*What is asked*
Quote each record exactly, please, leaving none out.

[Pointing dataset records]

════════════════

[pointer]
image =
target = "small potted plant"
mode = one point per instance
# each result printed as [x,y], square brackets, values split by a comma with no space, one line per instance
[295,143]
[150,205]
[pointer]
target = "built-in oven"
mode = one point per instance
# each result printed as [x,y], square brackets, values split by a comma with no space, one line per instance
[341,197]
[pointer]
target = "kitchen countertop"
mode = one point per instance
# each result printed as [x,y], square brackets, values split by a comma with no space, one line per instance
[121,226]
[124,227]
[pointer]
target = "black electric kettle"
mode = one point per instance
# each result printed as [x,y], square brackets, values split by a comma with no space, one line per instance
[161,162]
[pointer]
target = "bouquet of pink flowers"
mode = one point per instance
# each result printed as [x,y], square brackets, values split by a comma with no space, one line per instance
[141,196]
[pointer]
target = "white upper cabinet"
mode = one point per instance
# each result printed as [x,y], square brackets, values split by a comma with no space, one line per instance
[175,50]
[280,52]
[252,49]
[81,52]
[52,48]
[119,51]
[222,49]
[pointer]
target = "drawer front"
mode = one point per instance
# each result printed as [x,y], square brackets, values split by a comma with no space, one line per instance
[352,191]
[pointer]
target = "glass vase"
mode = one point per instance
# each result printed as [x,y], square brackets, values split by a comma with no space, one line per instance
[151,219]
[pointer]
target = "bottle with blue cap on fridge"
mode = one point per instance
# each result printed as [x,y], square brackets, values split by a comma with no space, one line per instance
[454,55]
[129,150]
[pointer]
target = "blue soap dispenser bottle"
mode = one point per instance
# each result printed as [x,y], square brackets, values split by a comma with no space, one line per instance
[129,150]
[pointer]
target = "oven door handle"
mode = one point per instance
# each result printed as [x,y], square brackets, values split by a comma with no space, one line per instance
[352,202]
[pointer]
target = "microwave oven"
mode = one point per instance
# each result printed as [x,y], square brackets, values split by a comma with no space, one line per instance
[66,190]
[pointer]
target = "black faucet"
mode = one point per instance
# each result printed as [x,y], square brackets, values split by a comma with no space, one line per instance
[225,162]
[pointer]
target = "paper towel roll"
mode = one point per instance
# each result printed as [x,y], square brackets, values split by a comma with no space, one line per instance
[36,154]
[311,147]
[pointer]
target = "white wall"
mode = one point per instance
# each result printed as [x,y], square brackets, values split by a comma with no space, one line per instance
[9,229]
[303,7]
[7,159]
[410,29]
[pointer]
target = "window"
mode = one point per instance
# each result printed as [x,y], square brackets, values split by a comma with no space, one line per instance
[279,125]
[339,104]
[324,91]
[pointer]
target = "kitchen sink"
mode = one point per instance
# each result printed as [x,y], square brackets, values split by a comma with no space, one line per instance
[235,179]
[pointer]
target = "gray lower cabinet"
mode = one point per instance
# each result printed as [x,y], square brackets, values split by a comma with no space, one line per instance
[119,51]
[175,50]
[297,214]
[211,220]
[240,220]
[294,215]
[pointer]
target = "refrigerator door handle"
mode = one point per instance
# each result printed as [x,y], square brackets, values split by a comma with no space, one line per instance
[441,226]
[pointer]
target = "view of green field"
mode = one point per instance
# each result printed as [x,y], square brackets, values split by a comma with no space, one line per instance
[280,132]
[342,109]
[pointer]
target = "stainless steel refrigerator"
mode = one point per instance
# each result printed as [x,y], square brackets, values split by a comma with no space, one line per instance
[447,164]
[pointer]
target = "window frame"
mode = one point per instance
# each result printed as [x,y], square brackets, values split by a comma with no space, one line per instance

════════════════

*Task output*
[pointer]
image =
target = "small potted plant"
mode = one point per instance
# each result printed as [x,y], square brackets, values split by a comma with no space, one line per instance
[295,143]
[150,205]
[pointer]
target = "built-in oven"
mode = one point per instance
# each result printed as [x,y], square brackets, values split by a comma with no space, one line per instance
[341,197]
[pointer]
target = "kitchen countertop"
mode = one point per instance
# each result printed as [x,y], square brackets, values split by a comma with no space, one line per instance
[121,226]
[124,227]
[pointer]
target = "black electric kettle"
mode = one point per instance
# each result printed as [x,y], square brackets, values split by a comma with no space, one line per instance
[161,162]
[pointer]
target = "bouquet of pink flowers"
mode = one point per instance
# each result printed as [x,y], square brackets, values split by a comma with no space, one line per instance
[141,196]
[pointer]
target = "white upper cabinet"
mode = one point per instance
# each result printed as [x,y], square brackets, values split by a comma with no space, one line per instance
[175,50]
[280,52]
[252,49]
[81,52]
[52,48]
[119,51]
[222,49]
[pointer]
target = "drawer front"
mode = one point per instance
# each result printed as [x,y], square brackets, values split by a comma with no space, one line per instance
[352,191]
[pointer]
target = "glass vase"
mode = one point per instance
# each result printed as [x,y], square brackets, values split by a comma with no space, one line per instance
[151,219]
[pointer]
target = "bottle with blue cap on fridge"
mode = one point per instance
# each result printed as [x,y], square brackets, values split by a comma with no space, one line per instance
[454,55]
[129,150]
[pointer]
target = "blue soap dispenser bottle"
mode = one point per instance
# each result printed as [x,y], square brackets, values split by a comma with no space, one line per instance
[129,150]
[pointer]
target = "oven door handle"
mode = one point per instance
# each result printed as [x,y], square brackets, values split by a comma with no space, one line per instance
[352,202]
[pointer]
target = "microwave oven"
mode = one point per instance
# each result printed as [x,y], square brackets, values split by a comma with no space, one line per instance
[66,190]
[pointer]
target = "black faucet"
mode = one point per instance
# each result printed as [x,y], square brackets, values split by a comma with no space, one line per instance
[225,162]
[pointer]
target = "paper towel roll"
mode = one point per instance
# each result printed as [x,y], square brackets, values split by a comma with no space, one line per instance
[36,154]
[311,147]
[pointer]
target = "white wall"
mode = one point per instance
# each result printed as [x,y], square brackets, values split by a comma with no space, one line per instance
[9,229]
[303,7]
[7,159]
[410,29]
[pointer]
target = "window"
mode = one point per instance
# each result printed as [x,y], square brackets, values split by a comma with no space, one line per instance
[279,125]
[339,104]
[324,91]
[pointer]
target = "kitchen sink"
mode = one point per instance
# each result printed as [x,y], square brackets, values split by a comma with no space, one line per instance
[235,179]
[pointer]
target = "gray lower cabinet"
mode = one point per instance
# each result printed as [x,y], square brackets, values split by a comma with no space, one line per instance
[119,51]
[175,50]
[297,214]
[211,220]
[240,220]
[294,215]
[pointer]
target = "refrigerator door handle"
mode = one point per instance
# each result printed as [x,y], square brackets, values split by a comma with no space, one line per instance
[441,226]
[pointer]
target = "view of green field"
mode = one point per instance
# each result printed as [x,y], square brackets, values split by a comma with no space, one line per instance
[280,132]
[342,109]
[pointer]
target = "stainless steel refrigerator"
mode = one point per instance
# each result printed as [x,y], square brackets, values split by a comma with no space, one line per instance
[447,164]
[pointer]
target = "window frame"
mode = one point per instance
# each result printed as [x,y], square brackets, values split by a comma with no space, one line per instance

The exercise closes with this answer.